== SELECTED PASSAGE

NAIROBI, Kenya, Nov 2- As we mark the November 2 International Day to End Impunity Against Journalists (IDEI) with the theme “Keep Truth Alive”, we must remind ourselves of the small teething problems in the media sector, including the rising trend in press freedom violations witnessed in 2020 up to 2021.
Multiple reports released by various bodies point to industry and profession in dire need, largely because of the business operating environment, predatory behavior by big technology companies, changes in revenue flow, shrinking democratic space, and the ravages of COVID 19.
The theme shines the spotlight on local journalists working on corruption and politics stories in non-conflict situations, who represented 93 percent of journalists who have died in the past decade.
That Kenya’s press freedom situation while on paper is impressive and shows an industry in rapid growth- over 200 radio stations, nearly 130 TV stations, 1000 blogs, and 100 print publications; the situation of journalists is moving in the opposite direction-the 2021 World Press Freedom Index shows the is country’s ratings are dropping.
We note that the already bad working conditions and safety situation of journalists in Kenya have been made worse by the effects of the COVID-19 pandemic, as seen in mass sackings, non-payment of salaries and wages, and harassment of journalists.

====
== EXTRACTED INFORMATION

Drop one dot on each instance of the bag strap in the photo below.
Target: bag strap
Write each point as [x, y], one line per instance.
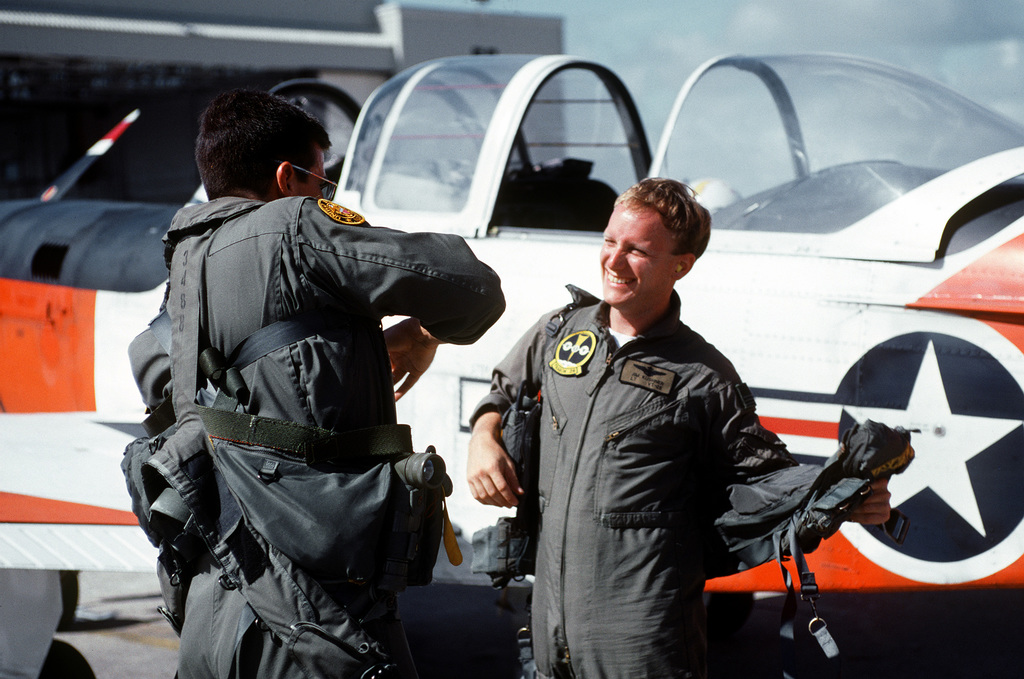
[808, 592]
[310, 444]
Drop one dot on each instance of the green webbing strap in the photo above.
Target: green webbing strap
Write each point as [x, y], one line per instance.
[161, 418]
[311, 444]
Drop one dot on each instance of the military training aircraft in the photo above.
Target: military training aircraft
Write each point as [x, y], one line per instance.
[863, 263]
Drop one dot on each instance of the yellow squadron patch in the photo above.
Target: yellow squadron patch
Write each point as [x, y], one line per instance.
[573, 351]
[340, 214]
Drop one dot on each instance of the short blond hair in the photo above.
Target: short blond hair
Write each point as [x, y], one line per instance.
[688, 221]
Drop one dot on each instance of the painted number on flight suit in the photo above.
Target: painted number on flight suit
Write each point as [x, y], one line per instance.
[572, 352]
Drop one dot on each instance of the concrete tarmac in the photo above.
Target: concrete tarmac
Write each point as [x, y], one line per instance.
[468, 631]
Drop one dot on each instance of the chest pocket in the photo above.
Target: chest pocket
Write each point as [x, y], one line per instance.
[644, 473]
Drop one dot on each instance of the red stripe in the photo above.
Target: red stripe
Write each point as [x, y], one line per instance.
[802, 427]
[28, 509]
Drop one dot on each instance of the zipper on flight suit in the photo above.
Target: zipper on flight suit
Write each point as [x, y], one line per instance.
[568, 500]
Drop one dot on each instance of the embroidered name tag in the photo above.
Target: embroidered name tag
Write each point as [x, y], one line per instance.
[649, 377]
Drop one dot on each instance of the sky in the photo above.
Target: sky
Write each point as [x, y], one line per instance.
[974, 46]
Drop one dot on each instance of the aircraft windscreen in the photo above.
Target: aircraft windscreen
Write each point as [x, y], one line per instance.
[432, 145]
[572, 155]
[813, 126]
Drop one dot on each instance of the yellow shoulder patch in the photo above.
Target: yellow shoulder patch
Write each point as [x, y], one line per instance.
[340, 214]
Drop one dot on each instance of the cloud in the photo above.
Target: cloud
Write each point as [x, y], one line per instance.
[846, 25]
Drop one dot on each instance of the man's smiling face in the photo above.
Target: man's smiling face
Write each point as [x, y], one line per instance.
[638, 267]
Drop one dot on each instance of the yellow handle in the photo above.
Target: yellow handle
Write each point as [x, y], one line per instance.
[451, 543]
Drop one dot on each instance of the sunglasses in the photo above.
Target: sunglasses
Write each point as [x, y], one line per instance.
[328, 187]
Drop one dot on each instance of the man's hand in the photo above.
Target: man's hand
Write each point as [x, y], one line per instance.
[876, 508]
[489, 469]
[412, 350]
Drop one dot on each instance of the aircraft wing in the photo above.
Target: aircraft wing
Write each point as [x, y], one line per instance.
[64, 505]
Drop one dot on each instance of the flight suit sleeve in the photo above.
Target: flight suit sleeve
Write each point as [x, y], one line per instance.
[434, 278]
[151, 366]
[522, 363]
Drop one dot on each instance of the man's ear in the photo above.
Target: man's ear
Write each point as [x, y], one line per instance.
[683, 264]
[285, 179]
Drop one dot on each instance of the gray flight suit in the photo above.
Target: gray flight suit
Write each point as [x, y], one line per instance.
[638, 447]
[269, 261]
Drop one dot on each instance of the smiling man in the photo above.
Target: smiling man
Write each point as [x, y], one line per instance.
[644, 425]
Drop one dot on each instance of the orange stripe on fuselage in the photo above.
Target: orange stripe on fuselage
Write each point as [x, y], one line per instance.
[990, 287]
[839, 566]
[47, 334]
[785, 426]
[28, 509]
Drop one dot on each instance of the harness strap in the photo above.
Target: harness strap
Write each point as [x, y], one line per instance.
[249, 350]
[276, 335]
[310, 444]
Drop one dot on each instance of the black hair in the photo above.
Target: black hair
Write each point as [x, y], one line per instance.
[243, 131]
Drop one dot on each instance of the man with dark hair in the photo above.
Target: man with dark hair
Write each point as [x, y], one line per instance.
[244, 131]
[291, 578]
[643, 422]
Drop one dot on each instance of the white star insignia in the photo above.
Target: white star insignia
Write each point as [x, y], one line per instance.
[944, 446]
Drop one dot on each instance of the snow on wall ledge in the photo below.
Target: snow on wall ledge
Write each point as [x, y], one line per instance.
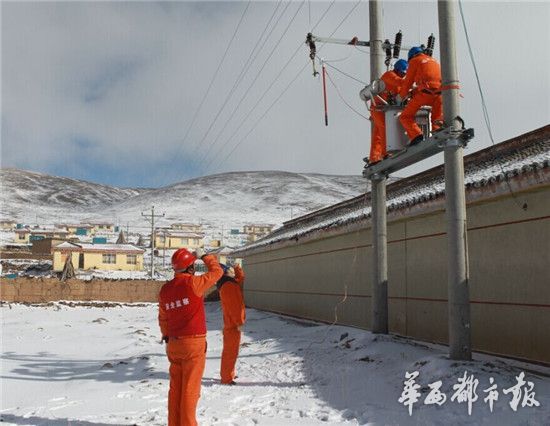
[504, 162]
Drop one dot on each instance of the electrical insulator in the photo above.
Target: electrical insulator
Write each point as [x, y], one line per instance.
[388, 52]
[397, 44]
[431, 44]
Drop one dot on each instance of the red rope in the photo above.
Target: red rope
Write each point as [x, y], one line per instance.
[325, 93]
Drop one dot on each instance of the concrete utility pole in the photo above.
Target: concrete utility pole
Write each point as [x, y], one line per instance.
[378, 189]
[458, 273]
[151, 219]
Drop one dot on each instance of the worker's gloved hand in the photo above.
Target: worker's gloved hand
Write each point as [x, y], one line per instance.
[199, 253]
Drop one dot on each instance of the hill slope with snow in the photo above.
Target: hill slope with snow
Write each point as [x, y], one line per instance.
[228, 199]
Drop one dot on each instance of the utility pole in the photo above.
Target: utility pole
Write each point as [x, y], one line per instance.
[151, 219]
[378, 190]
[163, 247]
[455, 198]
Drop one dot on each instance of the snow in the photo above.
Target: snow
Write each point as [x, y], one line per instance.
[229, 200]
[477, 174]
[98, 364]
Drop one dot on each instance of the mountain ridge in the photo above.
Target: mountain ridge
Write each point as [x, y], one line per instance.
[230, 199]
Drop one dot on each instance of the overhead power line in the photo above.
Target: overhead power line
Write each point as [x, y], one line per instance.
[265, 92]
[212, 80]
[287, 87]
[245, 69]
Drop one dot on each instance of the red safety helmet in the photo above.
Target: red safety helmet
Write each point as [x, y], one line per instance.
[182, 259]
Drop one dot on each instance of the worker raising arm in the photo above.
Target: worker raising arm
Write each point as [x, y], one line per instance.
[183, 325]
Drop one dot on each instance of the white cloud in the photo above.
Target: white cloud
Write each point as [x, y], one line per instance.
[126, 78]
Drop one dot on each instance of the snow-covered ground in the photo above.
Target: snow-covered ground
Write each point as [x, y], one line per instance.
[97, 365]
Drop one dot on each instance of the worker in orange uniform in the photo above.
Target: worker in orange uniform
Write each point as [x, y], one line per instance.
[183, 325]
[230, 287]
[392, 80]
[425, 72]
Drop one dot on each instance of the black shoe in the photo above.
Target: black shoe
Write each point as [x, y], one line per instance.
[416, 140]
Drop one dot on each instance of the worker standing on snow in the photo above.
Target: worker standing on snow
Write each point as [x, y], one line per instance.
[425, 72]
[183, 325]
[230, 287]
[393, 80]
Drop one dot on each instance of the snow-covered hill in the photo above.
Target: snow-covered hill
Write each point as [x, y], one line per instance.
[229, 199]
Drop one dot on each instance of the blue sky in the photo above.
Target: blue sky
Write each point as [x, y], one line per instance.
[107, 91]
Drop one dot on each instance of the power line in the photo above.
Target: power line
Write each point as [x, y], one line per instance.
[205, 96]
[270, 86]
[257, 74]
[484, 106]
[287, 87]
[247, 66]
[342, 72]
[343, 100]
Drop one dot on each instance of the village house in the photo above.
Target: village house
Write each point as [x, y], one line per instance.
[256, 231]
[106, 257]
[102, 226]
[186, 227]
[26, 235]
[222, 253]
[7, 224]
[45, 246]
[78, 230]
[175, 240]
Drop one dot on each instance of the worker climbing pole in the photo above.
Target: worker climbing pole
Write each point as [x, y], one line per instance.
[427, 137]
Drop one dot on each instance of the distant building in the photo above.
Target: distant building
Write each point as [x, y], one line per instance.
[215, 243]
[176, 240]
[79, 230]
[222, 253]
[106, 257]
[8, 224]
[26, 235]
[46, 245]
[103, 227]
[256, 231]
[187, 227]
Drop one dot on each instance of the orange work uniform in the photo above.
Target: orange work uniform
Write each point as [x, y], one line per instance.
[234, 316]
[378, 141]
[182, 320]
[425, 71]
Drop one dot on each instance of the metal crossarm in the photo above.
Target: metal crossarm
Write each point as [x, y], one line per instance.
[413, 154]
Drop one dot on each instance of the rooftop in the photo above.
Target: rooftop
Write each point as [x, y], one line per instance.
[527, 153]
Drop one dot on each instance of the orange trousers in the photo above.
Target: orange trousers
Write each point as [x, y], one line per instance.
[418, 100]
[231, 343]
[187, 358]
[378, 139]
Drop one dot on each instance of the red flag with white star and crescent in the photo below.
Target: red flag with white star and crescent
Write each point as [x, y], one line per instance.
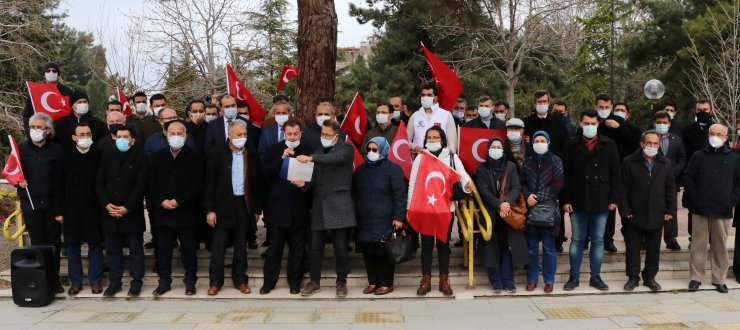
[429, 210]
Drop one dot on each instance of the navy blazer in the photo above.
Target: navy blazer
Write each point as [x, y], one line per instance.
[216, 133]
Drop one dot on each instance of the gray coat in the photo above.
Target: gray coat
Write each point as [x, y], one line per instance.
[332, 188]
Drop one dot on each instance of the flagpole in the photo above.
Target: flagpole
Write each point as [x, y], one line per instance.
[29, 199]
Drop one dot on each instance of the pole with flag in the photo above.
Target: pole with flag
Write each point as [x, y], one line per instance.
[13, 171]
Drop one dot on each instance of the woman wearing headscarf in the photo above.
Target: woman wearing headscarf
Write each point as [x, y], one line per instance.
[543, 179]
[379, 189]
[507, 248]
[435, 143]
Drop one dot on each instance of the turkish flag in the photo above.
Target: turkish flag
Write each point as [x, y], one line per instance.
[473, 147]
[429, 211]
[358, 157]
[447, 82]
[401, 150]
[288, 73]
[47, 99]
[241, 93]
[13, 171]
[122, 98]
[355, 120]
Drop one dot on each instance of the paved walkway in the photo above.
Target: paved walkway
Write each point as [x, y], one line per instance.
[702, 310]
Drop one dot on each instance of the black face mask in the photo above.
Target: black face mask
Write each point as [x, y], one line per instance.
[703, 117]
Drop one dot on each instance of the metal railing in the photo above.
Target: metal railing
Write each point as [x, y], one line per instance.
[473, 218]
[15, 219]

====

Do these statements agree with the passage on Kenya's press freedom? Answer yes or no for each, quoting the deciding words. (a) Local journalists covering corruption and politics in non-conflict situations made up 93 percent of journalists who died in the past decade. (b) Kenya has over 200 TV stations. (c) The theme of the day is "Keep Truth Alive".

(a) Yes: "who represented 93 percent of journalists who have died in the past decade"
(b) No: "over 200 radio stations, nearly 130 TV stations"
(c) Yes: "with the theme “Keep Truth Alive”"